(Task details): Count the lines of the data below that contain the word "knit", and reply with that number alone.

(Material for this task):
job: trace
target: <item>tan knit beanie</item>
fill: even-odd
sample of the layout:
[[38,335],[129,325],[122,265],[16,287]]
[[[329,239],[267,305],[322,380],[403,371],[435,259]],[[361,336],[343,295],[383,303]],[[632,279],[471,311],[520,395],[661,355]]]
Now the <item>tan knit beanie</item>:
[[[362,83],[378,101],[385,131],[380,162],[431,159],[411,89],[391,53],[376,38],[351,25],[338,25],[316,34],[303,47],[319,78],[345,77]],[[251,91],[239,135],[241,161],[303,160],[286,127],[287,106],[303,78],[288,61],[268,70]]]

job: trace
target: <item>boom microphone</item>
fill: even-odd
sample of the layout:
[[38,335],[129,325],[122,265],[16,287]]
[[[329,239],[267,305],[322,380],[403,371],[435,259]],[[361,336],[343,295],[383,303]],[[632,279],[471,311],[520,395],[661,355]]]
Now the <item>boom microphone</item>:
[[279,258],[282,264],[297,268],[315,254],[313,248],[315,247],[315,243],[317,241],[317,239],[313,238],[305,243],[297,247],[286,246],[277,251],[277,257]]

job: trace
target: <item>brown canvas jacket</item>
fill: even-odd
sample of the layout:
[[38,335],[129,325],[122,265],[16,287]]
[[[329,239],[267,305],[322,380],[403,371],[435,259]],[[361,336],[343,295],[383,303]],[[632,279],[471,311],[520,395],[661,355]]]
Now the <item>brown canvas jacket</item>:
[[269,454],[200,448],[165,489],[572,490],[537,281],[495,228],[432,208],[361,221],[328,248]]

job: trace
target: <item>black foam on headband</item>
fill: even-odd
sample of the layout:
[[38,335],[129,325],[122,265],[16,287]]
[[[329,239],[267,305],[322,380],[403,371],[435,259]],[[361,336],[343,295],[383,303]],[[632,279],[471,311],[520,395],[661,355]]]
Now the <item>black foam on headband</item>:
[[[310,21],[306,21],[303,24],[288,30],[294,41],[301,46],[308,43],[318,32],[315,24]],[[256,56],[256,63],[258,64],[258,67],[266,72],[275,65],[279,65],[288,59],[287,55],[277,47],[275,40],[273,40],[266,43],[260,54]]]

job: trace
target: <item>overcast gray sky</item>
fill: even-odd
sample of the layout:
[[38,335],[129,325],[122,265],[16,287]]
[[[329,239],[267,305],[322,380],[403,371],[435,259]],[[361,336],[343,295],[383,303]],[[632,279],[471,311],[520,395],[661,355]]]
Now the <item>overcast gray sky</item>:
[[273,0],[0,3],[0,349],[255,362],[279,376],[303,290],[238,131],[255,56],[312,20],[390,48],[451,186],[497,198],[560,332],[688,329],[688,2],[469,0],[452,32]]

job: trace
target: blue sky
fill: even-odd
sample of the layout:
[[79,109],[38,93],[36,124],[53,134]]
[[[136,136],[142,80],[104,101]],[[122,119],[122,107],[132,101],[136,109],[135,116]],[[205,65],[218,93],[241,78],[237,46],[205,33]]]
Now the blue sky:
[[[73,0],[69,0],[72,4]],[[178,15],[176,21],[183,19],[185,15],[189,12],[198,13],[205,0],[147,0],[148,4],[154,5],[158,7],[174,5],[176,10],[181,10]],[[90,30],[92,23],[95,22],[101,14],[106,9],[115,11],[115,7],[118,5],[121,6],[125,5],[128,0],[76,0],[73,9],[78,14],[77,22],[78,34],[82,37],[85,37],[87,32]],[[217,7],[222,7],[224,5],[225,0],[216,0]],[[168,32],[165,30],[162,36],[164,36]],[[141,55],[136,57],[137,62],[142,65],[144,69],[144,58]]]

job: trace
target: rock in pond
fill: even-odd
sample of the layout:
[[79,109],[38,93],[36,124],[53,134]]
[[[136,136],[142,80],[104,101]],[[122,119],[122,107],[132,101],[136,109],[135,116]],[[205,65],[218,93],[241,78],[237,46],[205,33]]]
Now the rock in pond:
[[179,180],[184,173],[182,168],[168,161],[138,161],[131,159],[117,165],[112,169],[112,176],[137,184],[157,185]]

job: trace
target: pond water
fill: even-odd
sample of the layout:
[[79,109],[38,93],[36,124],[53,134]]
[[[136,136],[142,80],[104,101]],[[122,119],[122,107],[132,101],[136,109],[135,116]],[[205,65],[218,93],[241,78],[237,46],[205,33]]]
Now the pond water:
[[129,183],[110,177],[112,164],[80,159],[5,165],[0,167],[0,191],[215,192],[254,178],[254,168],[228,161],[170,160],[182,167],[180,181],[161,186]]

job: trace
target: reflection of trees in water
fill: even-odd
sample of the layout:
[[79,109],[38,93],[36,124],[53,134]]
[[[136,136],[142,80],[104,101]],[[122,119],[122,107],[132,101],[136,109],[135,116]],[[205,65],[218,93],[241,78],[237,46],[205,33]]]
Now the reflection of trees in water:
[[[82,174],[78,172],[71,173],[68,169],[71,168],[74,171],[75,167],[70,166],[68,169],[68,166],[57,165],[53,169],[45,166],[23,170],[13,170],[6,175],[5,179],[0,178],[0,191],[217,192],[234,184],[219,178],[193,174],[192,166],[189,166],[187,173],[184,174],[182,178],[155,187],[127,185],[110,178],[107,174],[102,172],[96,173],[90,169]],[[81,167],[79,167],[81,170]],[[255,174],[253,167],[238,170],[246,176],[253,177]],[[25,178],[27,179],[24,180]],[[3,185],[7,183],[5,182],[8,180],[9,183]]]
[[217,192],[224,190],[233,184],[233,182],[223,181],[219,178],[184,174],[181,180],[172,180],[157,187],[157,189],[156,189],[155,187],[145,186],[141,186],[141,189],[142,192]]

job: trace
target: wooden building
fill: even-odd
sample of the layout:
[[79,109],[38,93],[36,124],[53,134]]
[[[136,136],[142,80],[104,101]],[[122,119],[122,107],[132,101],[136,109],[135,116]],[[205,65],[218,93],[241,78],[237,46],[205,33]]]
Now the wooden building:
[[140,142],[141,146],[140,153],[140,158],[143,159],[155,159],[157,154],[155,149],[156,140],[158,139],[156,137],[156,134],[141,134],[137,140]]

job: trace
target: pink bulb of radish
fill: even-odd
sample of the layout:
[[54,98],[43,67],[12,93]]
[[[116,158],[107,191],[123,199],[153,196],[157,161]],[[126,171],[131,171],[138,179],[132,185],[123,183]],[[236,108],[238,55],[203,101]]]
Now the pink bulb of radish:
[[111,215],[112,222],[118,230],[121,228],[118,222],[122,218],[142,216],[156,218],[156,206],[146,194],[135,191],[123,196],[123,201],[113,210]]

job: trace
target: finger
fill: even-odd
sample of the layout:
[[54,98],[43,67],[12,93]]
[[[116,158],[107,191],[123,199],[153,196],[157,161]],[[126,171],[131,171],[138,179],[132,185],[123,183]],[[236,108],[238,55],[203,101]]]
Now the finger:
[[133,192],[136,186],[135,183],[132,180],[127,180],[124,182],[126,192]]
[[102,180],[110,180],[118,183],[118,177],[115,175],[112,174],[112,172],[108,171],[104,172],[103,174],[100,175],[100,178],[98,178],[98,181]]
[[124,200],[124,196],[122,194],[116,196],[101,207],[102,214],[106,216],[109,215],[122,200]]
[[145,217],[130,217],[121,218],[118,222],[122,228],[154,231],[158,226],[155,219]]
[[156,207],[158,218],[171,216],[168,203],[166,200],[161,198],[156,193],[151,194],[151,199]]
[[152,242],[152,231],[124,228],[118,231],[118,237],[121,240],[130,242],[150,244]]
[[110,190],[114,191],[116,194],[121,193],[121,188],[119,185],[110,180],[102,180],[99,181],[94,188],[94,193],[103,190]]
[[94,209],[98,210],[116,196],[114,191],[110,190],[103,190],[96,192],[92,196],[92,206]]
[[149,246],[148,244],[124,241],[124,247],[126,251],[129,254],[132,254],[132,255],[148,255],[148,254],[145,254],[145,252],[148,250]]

(Output of the task): 2